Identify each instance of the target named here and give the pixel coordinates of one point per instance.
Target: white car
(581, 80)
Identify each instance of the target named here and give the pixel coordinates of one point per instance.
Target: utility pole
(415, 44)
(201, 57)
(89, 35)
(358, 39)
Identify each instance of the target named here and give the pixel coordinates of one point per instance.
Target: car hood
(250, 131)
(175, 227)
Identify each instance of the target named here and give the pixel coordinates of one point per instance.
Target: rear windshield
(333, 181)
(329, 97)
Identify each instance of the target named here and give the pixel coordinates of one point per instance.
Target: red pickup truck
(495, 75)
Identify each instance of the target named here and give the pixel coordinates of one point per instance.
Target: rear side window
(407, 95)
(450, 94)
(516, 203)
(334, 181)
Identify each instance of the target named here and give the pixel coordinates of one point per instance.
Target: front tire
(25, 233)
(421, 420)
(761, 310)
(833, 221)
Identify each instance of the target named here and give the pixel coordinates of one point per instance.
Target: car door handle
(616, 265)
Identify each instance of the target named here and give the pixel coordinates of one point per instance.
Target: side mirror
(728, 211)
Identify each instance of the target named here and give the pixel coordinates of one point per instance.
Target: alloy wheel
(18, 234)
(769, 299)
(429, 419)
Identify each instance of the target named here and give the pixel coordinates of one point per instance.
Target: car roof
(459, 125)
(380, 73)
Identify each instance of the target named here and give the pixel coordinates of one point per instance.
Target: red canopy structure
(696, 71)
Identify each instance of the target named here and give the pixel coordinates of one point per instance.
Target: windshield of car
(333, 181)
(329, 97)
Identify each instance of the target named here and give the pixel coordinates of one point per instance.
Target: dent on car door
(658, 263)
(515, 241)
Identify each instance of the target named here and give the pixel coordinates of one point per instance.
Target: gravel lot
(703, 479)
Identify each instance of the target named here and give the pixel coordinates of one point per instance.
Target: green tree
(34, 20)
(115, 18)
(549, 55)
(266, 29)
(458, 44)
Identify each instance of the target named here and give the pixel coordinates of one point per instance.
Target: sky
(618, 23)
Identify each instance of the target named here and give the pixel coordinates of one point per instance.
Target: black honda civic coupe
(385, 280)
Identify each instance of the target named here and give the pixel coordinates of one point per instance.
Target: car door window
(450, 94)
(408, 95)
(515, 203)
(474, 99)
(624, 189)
::::::
Your goal
All the lines above should appear again in the answer, exactly as written.

Task result
Identify each instance of the target named here and give the pixel coordinates of one point per instance.
Target: white car
(581, 80)
Identify each instance of the target named here and give the pixel coordinates of one point per instance.
Target: utility pole
(415, 44)
(201, 57)
(89, 35)
(358, 39)
Identify each instance of the target named here and give the pixel coordinates of one point per instance.
Target: car hood
(250, 131)
(175, 227)
Identify each instance of the target named here and give the pixel coordinates of one point per instance.
Target: rear windshield
(333, 181)
(329, 97)
Identify each instance of the target named here and give the pixel coordinates of one point per instance.
Target: red pickup truck
(495, 75)
Identify each instance of the target named here and give the pixel coordinates of one point per instance.
Target: rear side window
(407, 95)
(450, 94)
(516, 203)
(334, 181)
Identify each instance of the target named here and give the pixel coordinates of one point per instance.
Target: front tire
(25, 233)
(421, 420)
(761, 310)
(833, 221)
Identify each instance of the target named here and give the pixel coordinates of one point per instance.
Target: car door handle
(616, 265)
Identify each instance of the target named here and give the pixel coordinates of one point per instance.
Target: side mirror
(728, 211)
Identify each instance of the target named here and give the pixel coordinates of one point per instance.
Target: alloy wheel
(18, 234)
(769, 299)
(429, 419)
Identify each instance of the target named here and give the pixel coordinates of one point per instance.
Target: car roof
(459, 125)
(380, 73)
Identify each instance of the target named here and give the pixel coordinates of one point per instance.
Target: red canopy structure
(696, 71)
Identify each instance of the target named here and give the pixel coordinates of one point per instance.
Target: windshield of car
(333, 181)
(329, 97)
Identify each instance of the target named here and give the pixel coordinates of one point per instance.
Target: dent on car door
(658, 263)
(515, 241)
Identify each instance of the target named here and give the pixel coordinates of one point per instance.
Target: gravel lot
(703, 479)
Identify each instance of the target named here and give the pixel coordinates of one point per instance.
Target: green tree
(34, 20)
(115, 18)
(549, 55)
(266, 29)
(458, 44)
Identify each instance of the target named here and give the pixel coordinates of one point per instance.
Target: sky
(618, 23)
Identify each instance of the target named here and give the pixel coordinates of one point per instance.
Target: black honda civic coupe
(385, 280)
Identify each instance of the target named here and give the pixel coordinates of one point per instance.
Target: car door window
(450, 94)
(408, 95)
(515, 203)
(474, 99)
(624, 189)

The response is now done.